Stored records
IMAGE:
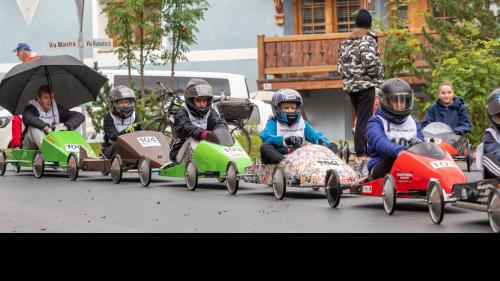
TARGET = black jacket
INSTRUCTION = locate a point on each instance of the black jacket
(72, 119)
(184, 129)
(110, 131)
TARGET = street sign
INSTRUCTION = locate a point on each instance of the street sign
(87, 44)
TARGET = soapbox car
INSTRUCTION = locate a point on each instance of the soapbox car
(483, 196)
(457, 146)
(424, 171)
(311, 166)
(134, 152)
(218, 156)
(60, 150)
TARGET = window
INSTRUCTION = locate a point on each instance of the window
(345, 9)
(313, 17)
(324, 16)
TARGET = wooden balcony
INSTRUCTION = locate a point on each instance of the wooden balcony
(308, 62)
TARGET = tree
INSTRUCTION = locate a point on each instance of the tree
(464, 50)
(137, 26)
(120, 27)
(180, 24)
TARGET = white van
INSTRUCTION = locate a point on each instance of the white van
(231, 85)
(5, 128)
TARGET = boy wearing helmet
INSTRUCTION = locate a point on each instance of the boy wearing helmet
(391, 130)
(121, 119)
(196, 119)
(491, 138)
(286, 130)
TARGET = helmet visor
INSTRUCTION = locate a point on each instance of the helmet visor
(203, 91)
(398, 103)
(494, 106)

---

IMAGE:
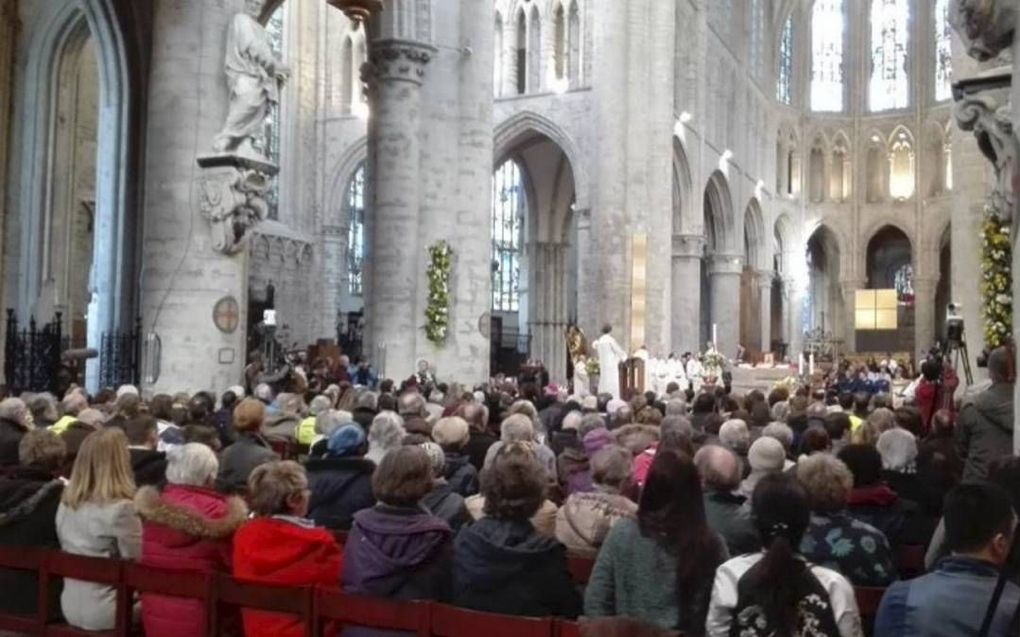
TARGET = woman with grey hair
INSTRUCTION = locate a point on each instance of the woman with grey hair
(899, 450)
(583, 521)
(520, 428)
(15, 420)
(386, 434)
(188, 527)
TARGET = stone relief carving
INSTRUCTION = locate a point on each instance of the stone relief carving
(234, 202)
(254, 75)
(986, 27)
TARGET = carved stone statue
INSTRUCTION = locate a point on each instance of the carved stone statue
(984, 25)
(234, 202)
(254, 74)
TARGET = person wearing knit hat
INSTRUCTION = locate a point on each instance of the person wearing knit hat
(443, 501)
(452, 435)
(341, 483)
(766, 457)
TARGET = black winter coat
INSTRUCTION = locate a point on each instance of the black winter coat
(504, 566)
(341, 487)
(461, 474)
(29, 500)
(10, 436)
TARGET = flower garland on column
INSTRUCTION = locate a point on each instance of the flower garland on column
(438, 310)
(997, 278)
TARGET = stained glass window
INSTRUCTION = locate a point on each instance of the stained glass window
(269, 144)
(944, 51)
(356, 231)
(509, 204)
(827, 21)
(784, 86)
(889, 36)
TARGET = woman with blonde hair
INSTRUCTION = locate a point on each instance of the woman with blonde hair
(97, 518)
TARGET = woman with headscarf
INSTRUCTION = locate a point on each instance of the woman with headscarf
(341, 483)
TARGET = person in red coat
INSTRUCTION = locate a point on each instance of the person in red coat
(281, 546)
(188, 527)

PROBLEM STATEMENT: Report every line of the items above that contains the word "jacket". Case counts.

OUTPUT BELOW:
TARGET = black jacket
INSTRUCTION = locate a point on each instance of the black jacket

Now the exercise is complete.